╭─ Exercise material

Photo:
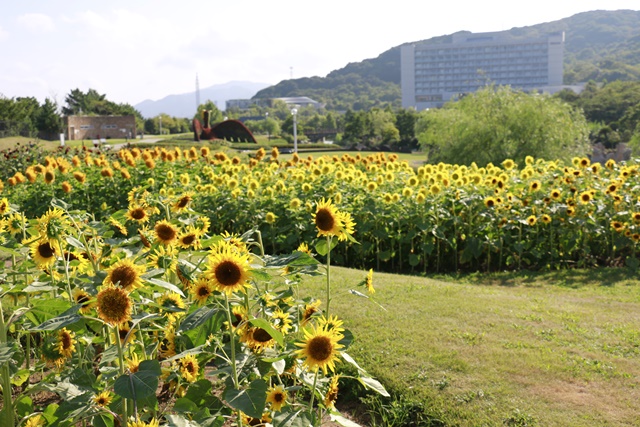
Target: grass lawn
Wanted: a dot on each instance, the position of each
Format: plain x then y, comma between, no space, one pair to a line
554,349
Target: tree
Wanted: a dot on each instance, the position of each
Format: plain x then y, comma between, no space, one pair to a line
48,120
496,123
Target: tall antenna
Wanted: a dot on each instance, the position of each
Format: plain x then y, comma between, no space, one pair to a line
197,93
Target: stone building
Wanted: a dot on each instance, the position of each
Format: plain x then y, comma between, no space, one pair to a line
99,127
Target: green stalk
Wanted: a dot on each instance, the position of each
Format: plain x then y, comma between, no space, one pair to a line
328,275
6,378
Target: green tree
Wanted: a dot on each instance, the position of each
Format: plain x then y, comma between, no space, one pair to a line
496,123
48,120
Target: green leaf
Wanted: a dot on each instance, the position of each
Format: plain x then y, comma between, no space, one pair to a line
166,285
292,419
264,324
103,420
7,350
374,385
343,421
251,400
58,322
139,385
197,318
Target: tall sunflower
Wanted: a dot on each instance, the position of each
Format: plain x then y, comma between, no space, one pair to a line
114,305
228,270
320,349
44,253
189,368
202,290
277,397
166,233
125,274
66,343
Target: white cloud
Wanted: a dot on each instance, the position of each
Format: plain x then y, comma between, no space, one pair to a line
36,22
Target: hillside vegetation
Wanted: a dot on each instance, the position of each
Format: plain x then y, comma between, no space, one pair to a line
600,46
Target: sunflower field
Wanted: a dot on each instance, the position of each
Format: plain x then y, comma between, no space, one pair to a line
159,286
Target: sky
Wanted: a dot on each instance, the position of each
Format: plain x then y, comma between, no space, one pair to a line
142,49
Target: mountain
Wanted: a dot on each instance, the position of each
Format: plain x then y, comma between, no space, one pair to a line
184,105
599,45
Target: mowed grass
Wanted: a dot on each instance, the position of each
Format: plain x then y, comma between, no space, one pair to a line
556,349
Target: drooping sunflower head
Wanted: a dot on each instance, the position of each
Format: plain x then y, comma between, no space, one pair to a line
125,274
257,339
201,290
166,233
82,298
320,349
189,368
277,397
228,270
114,305
103,399
54,225
172,304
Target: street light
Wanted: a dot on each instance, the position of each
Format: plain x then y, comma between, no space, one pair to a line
294,113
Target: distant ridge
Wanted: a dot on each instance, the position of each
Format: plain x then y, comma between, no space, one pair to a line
600,45
184,105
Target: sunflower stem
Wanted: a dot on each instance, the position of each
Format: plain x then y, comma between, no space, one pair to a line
313,391
328,274
5,378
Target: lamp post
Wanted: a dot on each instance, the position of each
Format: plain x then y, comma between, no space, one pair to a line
294,112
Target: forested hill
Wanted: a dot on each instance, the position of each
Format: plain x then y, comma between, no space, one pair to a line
599,45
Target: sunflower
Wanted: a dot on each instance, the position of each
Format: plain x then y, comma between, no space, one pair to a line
369,282
189,368
53,225
66,343
82,298
43,253
173,304
257,339
182,202
277,397
152,423
331,395
4,206
320,349
201,290
103,399
332,324
166,233
125,274
617,225
164,257
190,238
326,219
139,214
585,197
270,218
114,305
309,310
228,269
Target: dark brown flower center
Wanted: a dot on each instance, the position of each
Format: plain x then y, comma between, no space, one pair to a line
45,250
320,348
260,335
124,276
228,273
165,232
324,220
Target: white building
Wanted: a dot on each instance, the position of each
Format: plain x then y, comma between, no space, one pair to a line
432,74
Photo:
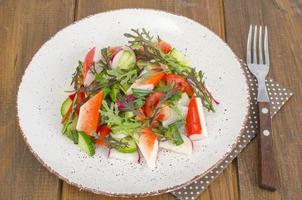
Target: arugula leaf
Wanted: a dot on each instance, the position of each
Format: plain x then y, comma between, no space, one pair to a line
152,53
122,76
114,92
77,76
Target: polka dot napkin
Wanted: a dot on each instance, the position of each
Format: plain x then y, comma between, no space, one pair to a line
278,96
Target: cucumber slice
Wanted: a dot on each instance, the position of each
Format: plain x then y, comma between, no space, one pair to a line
179,57
65,105
86,143
130,148
126,61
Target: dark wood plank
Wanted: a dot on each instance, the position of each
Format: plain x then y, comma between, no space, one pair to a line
25,26
283,18
268,174
209,13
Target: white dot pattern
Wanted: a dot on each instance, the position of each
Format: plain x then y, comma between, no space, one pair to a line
277,99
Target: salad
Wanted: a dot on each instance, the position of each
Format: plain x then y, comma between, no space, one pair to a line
136,99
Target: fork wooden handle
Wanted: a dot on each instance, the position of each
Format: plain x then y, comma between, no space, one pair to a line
268,171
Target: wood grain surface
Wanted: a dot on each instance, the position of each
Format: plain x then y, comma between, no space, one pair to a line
26,25
284,20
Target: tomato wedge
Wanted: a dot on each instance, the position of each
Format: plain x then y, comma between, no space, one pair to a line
103,131
89,114
150,105
88,61
165,47
151,102
155,78
193,125
179,83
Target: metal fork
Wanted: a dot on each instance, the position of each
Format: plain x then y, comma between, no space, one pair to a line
257,58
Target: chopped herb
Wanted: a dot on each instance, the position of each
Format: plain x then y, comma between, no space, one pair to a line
77,76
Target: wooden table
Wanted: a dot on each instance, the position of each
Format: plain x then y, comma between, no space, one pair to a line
26,25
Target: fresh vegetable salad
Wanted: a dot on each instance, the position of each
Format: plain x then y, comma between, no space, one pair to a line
135,99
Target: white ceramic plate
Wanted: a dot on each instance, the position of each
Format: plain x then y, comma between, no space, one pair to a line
48,75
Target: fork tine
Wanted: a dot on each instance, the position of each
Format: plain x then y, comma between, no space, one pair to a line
266,51
249,46
260,46
255,46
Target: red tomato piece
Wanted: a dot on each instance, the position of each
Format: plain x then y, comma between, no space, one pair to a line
179,83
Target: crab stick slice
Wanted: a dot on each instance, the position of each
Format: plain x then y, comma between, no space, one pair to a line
148,146
89,114
195,121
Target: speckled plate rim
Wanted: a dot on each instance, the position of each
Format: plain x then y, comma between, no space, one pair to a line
166,190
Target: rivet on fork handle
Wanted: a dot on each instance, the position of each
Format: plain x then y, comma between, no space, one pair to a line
268,172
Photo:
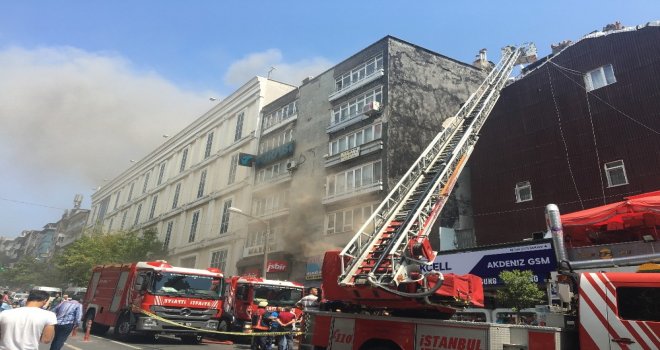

╰─

_What the task requires_
Please give the number of lines in the listing that hold "salad", and no other text.

_Task answer_
2